EXERCISE OBJECTIVE:
Update the rows below by changing every "camera-trap log" to "field survey", leaving all other text unchanged.

MATERIAL FOR THIS TASK:
▽

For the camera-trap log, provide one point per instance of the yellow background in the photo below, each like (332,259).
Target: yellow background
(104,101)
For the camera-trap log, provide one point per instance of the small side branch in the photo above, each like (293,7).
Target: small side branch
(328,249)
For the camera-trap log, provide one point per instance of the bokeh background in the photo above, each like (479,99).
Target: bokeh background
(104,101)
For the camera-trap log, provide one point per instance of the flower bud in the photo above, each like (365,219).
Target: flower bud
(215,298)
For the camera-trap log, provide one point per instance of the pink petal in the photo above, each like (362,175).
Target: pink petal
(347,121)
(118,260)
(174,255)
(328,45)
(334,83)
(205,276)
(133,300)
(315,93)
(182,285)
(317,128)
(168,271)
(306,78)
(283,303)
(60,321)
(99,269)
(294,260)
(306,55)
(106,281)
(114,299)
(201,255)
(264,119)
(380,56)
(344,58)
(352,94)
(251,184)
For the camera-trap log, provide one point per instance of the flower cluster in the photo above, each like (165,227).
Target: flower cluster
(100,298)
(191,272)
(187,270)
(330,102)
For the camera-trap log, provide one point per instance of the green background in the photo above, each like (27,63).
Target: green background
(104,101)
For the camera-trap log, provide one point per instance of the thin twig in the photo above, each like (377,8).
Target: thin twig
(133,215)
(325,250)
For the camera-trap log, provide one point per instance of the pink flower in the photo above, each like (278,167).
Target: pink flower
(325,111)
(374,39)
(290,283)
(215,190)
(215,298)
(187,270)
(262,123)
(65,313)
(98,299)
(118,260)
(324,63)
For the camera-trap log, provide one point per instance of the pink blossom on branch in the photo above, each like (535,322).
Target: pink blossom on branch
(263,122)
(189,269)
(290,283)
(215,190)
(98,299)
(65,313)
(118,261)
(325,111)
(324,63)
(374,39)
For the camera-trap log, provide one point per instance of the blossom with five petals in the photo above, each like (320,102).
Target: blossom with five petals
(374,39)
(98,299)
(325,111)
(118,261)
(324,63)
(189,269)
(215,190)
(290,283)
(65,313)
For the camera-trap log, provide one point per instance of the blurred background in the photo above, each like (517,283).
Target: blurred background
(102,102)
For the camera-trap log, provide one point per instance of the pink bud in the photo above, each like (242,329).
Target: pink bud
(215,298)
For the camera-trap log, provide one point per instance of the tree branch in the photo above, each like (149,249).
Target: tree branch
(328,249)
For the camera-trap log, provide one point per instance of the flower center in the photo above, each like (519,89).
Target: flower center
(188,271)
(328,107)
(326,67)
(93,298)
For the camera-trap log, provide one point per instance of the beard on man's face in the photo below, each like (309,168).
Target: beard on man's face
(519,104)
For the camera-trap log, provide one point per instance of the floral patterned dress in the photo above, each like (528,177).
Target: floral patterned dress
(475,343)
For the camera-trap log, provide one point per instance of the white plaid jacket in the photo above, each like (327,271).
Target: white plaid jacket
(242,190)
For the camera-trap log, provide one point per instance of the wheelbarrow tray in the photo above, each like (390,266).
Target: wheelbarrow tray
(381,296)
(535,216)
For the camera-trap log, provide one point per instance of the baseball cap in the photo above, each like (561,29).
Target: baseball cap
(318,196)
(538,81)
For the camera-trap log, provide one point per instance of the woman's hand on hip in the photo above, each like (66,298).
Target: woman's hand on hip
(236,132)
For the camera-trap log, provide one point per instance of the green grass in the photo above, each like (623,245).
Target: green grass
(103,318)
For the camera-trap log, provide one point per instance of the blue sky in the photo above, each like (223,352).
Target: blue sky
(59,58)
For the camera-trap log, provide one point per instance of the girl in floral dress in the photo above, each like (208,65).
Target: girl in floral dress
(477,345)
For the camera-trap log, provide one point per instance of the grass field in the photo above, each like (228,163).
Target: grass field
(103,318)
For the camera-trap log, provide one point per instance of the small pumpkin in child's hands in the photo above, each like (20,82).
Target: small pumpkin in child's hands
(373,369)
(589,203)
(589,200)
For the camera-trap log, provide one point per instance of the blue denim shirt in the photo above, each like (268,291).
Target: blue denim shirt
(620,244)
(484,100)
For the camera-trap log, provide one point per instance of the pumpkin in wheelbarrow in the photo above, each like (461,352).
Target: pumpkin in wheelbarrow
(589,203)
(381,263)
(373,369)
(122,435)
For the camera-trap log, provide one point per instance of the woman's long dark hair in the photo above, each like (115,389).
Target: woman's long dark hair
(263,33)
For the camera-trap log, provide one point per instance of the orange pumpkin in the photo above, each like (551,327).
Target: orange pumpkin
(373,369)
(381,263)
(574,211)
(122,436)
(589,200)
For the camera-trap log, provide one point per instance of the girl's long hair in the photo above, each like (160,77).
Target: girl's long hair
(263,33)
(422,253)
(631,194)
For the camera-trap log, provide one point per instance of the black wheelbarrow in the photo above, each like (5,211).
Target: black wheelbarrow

△

ANSWER TO THIS TASK:
For the field survey, provide one point per instance of the yellow background in the photo below, each like (332,259).
Target: yellow background
(104,101)
For the field survey, provide one point per instance of the small side branch in the photo above, each like (293,7).
Target: small side branch
(328,249)
For the field survey, provide one point per instance of the bokeh background in the photo above, each like (479,99).
Target: bokeh background
(104,101)
For the field survey, provide one point per instance of the flower bud in the photo above, each like (365,219).
Target: flower bud
(215,298)
For the field survey, provide one point per instance of the pink petal in the photo above, each like (362,175).
Target: pink petal
(347,121)
(118,260)
(174,255)
(328,45)
(334,83)
(205,276)
(133,300)
(315,93)
(182,285)
(317,128)
(168,271)
(306,78)
(283,303)
(60,321)
(99,269)
(294,260)
(306,55)
(106,281)
(114,299)
(201,255)
(264,119)
(380,56)
(344,58)
(352,94)
(251,184)
For the field survey, provide one point per instance of the flower cluster in the photo above, each like (165,227).
Target: flower cluster
(100,298)
(191,272)
(187,270)
(330,102)
For the field survey, provide one point per instance of the green background in the photo above, each like (27,63).
Target: green background
(104,101)
For the field survey, provide one point per instance of the thin twig in the photo above, each like (377,8).
Target: thin twig
(133,215)
(325,250)
For the field survey, provide one point per instance of the pink flower in the photo above, each like (278,167).
Target: pink flower
(325,111)
(374,39)
(290,283)
(215,190)
(215,298)
(187,270)
(262,123)
(65,313)
(98,299)
(118,260)
(324,63)
For the field survey, provide one point per instance of the pink blossom on branch in the photo above, each like (535,322).
Target: pink blossom on branch
(263,122)
(189,269)
(290,283)
(215,190)
(98,299)
(65,313)
(118,261)
(325,111)
(324,63)
(374,39)
For the field survey, provide one point per instance of the blossom with five petals in the photo above, each like (320,102).
Target: blossom with five petals
(374,39)
(98,299)
(325,111)
(118,261)
(324,63)
(189,269)
(215,190)
(290,283)
(65,313)
For the field survey, provide one point per instance of the blurred background in the photo above, each like (517,283).
Target: blurred background
(102,102)
For the field survey, provide one point per instance of the pink bud in the photo above, each like (242,329).
Target: pink bud
(215,298)
For the field survey, provide one point per instance of the tree branch in the photo above, each like (149,249).
Target: tree branch
(328,249)
For the field survey, provide one point per instance of the flower center in the photo above, each like (519,89).
Target: flower center
(188,271)
(328,107)
(326,67)
(93,298)
For the field survey, provide one point per instance of the beard on man's face in the photo below, each like (309,168).
Target: beard on man's face
(519,104)
For the field survey, provide one point per instance of the floral patterned dress in the photo above, each like (528,177).
Target: floral patterned dress
(475,343)
For the field survey, provide one point per instance of the white plaid jacket in the photo above, each like (327,271).
Target: white plaid jacket
(242,190)
For the field survey, provide one point per instance of the wheelbarrow tray in the photo above, each like (390,266).
Target: wheelbarrow tray
(381,296)
(535,216)
For the field survey, provide one point per instance of the baseball cap in the photo above, each like (561,29).
Target: baseball cap
(318,196)
(538,81)
For the field survey, provide one point per instance of the woman's hand on hip in the photo above, each like (66,298).
Target: woman's hand on hip
(236,132)
For the field survey, provide one point per instance of the green grass in the photo above, each like (623,245).
Target: green grass
(103,318)
For the field survey, provide one point per instance of the blue sky in the photo above, each like (223,352).
Target: blue sky
(59,58)
For the field survey, provide one point per instance of the girl in floral dress in the photo above, each like (208,65).
Target: girl in floral dress
(477,345)
For the field survey, provide one point per instance of the grass field in the photo above, each like (228,163).
Target: grass field
(103,318)
For the field survey, provide one point per instance of the small pumpkin in child's hands in the photo above, each like (20,82).
Target: small pumpkin in child's hands
(373,369)
(589,203)
(589,200)
For the field survey, provide one point per instance of the blue denim shirt in the photo above, each like (268,291).
Target: blue denim shirt
(620,244)
(484,100)
For the field survey, provide one point per instance of the pumpkin in wheelbarrow in the photo above, each like (461,352).
Target: pumpkin in wheelbarrow
(589,203)
(381,263)
(373,369)
(122,435)
For the field survey, provide one point per instance of the woman's long dark hair in the photo above, each like (115,389).
Target: woman's long dark hair
(263,33)
For the field survey, provide one point per instance of the orange pumpkin in the photo above, each like (551,327).
Target: orange pumpkin
(373,369)
(381,263)
(574,211)
(122,436)
(589,200)
For the field survey, provide one point per instance of the girl's long hair in the photo above, each like (160,77).
Target: girl's long hair
(263,33)
(422,253)
(631,194)
For the field survey, provide one point per instance of the black wheelbarrow in the photo above, each like (5,211).
Target: black wheelbarrow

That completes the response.